Ćwiczenie pisemne 1.
Na podstawie tekstu o wypadku drogowym proszę odpowiedzieć na poniższe pytania:
(a) Z jakiego powodu pokrzywdzona wracała z synem do domu pieszo?
(b) Gdzie znalazł się samochód wraz z kierowcą po potrąceniu pieszych?
(c) Do którego szpitala przewieziono pokrzywdzoną?
Ćwiczenie pisemne 2. Proszę dopisać dalszą część tekstu o wypadku spowodowanym przez nietrzeźwego kierowcę, zaczynając od miejsca, w którym tekst się kończy.

Fragment dokumentu.
Prokuratura Rejonowa dla Krakowa Krowodrzy oskarżyła Sylwestra Ś. o spowodowanie wypadku. Mężczyzna pozostaje w areszcie. Przyznaje się do winy
W dniu zdarzenia pokrzywdzona z synem na piechotę wracała do domu, bo jej samochód uległ awarii. Początkowo poruszali się chodnikiem następnie, kiedy ten się skończył, poruszali się lewą stroną jezdni i lewym poboczem. W pewnej chwil usłyszeli nadjeżdżający z tyłu pojazd i cofnęli się jeszcze bardziej w kierunku pobocza. W tym czasie samochodem marki Volkswagen z tego samego kierunku, z którego szli piesi poruszał się Sylwester Ś. Prowadził pojazd, znajdując się w stanie nietrzeźwości, na łuku drogi w prawo nie zachował należytej ostrożności, zjechał pojazdem do lewej krawędzi jezdni następnie na lewe pobocze oraz nie hamował i najechał od tyłu na prawidłowo poruszających się pieszych.
W wyniku uderzenia i potrącenia pieszych doszło do ich odrzucenia zaś samochód wraz z kierowcą znalazł się w przydrożnym rowie melioracyjnym.
Przybyli na miejsce funkcjonariusze Policji dokonali pomiaru zawartości alkoholu we krwi kierowcy. Okazało się, ze był pijany. Pokrzywdzona została w stanie ciężkim przewieziona do szpitala w Chrzanowie. Doznała wielu różnych obrażeń ciała w tym głowy, które skutkowały jej śmiercią 27 listopada 2014 r.

Wybrane rekordy.
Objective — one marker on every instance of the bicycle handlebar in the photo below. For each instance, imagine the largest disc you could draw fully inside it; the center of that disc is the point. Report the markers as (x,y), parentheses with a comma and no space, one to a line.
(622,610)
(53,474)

---

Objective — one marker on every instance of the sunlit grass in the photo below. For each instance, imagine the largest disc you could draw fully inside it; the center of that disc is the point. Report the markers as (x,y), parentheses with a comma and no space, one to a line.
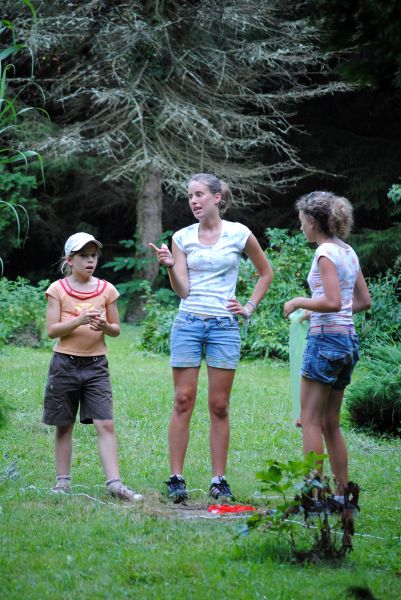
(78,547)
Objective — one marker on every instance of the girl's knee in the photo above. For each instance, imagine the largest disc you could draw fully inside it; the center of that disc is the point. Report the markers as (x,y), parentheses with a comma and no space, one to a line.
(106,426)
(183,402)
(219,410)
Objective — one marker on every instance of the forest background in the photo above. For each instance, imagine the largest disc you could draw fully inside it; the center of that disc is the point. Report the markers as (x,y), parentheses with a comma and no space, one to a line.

Odpowiedź do ćwiczenia 1.
(a) Jej samochód uległ awarii.
(b) W przydrożnym rowie melioracyjnym.
(c) Do szpitala w Chrzanowie.

Odpowiedź do ćwiczenia 2.
Jej syn wyniku potrącenia - najprawdopodobniej został jedynie odepchnięty lusterkiem samochodu - doznał obrażeń ciała w postaci stłuczenia głowy z objawami wstrząśnienia mózgu oraz otarcia naskórka głowy, które to obrażenia spowodowały u niego obrażenia na okres nie dłuższy niż 7 dni.
Przeprowadzona ekspertyza rekonstrukcyjna wypadku drogowego wykazała, że wyłączną przyczyną zaistnienia wypadku było postępowanie Sylwestra Ś., który nieumyślnie naruszył zasady bezpieczeństwa w ruchu lądowym. Znajdując się w stanie nietrzeźwości nie zachował należytej ostrożności, zjechał pojazdem do lewej krawędzi jezdni oraz nie hamował pojazdem.
Przesłuchany Sylwester Ś. przyznał się do zarzucanego mu czynu oraz wyraził żal, że doszło do zdarzenia. Wyjaśnił również, że przeprosił obu pokrzywdzonych. W pozostałym zakresie podejrzany skorzystał z przysługującego mu prawda do odmowy złożenia wyjaśnień.
Sylwester Ś. nie był karany.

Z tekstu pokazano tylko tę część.